### TASK DETAILS
Return, unchanged, the lines below that run from the one containing "Look at the photo above. For each instance of the haze" through the end of the items.

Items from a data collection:
## start

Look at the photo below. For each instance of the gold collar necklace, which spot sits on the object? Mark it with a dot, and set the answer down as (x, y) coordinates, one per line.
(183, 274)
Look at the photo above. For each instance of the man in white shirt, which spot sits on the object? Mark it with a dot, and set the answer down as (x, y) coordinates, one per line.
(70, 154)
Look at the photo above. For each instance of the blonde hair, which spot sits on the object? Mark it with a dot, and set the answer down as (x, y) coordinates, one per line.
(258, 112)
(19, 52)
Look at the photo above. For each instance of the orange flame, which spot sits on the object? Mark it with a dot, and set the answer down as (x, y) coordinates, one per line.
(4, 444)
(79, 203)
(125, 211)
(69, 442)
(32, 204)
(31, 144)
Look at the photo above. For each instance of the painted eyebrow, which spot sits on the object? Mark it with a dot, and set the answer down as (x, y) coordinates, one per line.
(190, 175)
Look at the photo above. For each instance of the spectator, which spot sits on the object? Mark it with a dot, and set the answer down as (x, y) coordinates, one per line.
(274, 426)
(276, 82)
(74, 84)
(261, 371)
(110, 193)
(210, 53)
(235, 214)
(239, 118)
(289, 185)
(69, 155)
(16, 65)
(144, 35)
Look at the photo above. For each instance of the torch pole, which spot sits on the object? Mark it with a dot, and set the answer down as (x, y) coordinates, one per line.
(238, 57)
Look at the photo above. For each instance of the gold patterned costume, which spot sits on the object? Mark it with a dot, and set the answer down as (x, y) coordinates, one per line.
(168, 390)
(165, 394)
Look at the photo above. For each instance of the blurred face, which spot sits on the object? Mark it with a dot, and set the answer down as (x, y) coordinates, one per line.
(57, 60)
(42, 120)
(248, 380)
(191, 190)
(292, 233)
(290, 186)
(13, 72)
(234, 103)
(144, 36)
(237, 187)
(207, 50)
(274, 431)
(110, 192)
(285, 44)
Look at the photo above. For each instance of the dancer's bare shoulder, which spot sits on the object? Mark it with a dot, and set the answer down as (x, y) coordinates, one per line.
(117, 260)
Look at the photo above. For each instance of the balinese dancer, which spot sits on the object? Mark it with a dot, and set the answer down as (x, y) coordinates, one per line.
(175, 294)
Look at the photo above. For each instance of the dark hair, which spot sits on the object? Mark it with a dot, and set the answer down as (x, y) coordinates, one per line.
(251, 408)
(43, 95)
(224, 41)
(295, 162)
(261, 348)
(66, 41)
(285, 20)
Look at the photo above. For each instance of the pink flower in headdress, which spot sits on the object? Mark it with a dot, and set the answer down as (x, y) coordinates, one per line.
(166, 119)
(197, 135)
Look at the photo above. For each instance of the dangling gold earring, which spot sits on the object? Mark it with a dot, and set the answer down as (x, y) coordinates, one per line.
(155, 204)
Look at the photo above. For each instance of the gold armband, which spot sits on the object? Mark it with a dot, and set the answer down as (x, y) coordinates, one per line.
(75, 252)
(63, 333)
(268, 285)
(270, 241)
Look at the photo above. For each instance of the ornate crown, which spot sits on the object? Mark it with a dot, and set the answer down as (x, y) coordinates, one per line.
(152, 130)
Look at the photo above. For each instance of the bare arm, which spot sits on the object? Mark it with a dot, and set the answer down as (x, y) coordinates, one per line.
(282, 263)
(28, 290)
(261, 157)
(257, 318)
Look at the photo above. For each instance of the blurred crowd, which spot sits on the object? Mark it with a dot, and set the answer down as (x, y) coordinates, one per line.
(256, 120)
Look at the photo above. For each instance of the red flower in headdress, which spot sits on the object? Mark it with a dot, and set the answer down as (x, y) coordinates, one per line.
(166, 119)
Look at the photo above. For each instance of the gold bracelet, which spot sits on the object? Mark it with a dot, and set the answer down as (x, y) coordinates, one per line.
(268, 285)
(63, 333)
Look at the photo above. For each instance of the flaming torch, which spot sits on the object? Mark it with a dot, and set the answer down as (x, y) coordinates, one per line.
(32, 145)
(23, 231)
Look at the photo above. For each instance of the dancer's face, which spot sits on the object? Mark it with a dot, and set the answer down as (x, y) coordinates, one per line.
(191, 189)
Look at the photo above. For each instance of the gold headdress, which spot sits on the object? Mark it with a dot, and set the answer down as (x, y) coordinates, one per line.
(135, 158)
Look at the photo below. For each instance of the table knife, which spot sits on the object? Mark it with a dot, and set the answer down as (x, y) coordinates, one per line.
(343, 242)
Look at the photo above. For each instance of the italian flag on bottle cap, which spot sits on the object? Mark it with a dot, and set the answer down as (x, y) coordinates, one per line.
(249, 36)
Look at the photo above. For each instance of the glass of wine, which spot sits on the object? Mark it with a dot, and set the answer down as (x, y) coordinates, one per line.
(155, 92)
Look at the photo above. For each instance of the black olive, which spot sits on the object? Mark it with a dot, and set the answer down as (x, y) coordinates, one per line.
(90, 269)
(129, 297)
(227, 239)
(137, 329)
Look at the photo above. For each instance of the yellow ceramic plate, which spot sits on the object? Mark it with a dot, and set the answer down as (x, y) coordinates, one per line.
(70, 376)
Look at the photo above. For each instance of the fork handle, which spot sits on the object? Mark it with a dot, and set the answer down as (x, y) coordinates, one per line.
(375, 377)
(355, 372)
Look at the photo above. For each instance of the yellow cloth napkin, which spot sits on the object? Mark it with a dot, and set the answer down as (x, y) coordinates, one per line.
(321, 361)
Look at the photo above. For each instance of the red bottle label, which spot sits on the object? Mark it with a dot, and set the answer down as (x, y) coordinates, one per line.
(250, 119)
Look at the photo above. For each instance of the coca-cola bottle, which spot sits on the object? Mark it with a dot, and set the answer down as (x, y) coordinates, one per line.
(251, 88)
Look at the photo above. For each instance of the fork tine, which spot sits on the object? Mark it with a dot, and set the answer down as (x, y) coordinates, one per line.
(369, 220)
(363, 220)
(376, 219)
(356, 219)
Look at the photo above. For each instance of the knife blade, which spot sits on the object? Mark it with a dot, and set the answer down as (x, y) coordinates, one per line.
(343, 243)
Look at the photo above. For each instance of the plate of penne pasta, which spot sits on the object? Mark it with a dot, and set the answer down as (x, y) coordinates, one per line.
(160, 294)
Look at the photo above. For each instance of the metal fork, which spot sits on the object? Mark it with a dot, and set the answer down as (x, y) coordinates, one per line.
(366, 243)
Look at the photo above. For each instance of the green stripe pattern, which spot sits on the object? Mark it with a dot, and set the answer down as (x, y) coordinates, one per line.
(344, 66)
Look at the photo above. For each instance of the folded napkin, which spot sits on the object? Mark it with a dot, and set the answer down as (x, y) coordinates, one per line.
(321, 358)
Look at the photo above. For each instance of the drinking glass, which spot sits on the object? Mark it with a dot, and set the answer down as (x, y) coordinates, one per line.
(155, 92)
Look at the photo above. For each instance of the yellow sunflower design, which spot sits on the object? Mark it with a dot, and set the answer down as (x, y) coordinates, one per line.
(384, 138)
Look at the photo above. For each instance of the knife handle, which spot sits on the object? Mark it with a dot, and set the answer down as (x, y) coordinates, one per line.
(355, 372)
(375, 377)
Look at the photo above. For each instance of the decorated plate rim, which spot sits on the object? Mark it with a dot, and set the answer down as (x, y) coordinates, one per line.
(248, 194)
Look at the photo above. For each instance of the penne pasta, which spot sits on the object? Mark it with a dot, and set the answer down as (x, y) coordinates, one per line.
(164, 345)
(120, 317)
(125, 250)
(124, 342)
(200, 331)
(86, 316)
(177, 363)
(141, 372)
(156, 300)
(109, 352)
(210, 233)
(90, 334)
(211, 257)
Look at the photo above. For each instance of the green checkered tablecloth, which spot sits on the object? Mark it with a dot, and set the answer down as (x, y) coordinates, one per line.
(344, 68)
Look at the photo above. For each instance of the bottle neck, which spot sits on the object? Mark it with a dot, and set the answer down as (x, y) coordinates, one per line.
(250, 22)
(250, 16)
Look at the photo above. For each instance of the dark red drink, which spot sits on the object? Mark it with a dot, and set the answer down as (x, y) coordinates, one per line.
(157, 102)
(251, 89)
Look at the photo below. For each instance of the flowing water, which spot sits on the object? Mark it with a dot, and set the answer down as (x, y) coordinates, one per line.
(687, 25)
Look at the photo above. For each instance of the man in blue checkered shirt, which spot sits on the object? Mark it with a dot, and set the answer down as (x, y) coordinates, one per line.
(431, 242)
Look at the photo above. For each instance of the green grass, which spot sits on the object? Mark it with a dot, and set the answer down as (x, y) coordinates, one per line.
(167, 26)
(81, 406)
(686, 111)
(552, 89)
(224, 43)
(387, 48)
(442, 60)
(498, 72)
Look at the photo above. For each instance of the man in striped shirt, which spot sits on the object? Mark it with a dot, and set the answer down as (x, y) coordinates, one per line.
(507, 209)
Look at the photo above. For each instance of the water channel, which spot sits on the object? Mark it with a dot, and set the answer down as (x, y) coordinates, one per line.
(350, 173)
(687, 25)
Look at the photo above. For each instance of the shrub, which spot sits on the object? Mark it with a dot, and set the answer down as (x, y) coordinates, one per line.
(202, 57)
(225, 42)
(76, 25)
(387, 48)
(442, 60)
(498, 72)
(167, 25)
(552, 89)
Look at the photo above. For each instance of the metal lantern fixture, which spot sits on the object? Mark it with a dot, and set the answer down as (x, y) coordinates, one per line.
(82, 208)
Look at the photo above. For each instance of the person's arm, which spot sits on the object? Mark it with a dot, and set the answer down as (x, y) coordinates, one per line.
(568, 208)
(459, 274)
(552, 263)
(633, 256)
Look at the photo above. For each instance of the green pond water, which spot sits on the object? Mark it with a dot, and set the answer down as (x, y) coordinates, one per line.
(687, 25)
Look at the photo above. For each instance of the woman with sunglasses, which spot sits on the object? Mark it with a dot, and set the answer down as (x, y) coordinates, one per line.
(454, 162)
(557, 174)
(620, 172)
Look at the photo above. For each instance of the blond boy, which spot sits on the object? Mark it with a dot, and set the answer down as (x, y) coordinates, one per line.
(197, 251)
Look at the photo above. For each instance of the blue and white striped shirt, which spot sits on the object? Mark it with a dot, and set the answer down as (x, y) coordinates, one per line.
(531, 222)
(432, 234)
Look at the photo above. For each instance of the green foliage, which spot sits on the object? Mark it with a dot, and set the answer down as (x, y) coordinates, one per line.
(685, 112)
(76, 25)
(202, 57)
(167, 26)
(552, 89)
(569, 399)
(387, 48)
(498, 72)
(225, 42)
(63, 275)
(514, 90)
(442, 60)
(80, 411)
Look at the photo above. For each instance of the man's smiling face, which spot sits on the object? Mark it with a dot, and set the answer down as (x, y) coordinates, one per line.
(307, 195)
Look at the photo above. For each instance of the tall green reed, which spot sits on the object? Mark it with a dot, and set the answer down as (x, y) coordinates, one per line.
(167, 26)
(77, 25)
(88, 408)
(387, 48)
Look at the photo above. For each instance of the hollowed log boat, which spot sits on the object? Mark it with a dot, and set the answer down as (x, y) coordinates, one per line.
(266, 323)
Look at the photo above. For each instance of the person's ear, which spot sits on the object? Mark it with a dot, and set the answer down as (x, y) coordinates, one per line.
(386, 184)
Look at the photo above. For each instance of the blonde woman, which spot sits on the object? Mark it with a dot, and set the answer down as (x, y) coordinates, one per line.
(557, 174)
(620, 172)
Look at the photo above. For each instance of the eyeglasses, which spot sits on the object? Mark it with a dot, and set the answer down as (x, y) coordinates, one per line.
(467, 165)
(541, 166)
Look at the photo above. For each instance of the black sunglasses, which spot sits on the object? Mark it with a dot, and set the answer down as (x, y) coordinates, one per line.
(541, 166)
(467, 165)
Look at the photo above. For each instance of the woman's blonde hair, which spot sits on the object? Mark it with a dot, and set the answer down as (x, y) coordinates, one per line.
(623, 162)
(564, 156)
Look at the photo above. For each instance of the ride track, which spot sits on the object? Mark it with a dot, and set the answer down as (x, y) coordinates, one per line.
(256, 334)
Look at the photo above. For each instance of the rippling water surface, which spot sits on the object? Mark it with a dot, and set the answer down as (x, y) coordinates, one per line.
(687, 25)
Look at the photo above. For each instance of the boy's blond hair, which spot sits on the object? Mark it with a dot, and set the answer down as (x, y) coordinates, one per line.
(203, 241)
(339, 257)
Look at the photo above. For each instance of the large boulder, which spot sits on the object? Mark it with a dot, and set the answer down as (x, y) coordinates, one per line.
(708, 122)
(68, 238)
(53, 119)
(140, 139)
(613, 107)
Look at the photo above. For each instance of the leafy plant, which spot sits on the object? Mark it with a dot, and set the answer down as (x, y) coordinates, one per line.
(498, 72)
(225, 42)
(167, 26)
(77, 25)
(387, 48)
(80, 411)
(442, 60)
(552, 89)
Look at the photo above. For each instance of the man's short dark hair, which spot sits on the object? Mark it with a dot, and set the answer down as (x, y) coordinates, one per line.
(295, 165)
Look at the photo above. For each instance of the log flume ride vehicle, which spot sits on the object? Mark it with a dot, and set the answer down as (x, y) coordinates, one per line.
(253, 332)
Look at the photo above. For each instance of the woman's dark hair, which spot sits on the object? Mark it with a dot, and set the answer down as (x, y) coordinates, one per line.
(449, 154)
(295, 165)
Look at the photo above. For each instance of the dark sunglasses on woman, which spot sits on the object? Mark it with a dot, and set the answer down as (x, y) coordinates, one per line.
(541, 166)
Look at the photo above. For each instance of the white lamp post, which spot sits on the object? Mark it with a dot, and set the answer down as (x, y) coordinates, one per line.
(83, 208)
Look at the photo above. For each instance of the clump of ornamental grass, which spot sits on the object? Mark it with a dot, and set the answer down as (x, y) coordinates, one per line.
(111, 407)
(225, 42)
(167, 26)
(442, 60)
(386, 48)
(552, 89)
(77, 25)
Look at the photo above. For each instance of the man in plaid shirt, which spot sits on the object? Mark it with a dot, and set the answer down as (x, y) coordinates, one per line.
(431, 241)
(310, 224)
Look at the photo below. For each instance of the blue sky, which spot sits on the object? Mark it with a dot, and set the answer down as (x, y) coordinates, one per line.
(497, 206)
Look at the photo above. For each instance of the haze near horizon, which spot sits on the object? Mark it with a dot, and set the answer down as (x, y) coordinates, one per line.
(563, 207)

## end

### WORKED ANSWER
Look at the photo above. For each instance of the haze near horizon, which spot sits on the object? Mark it with a dot, and set the answer down as (x, y) coordinates, one per line.
(563, 207)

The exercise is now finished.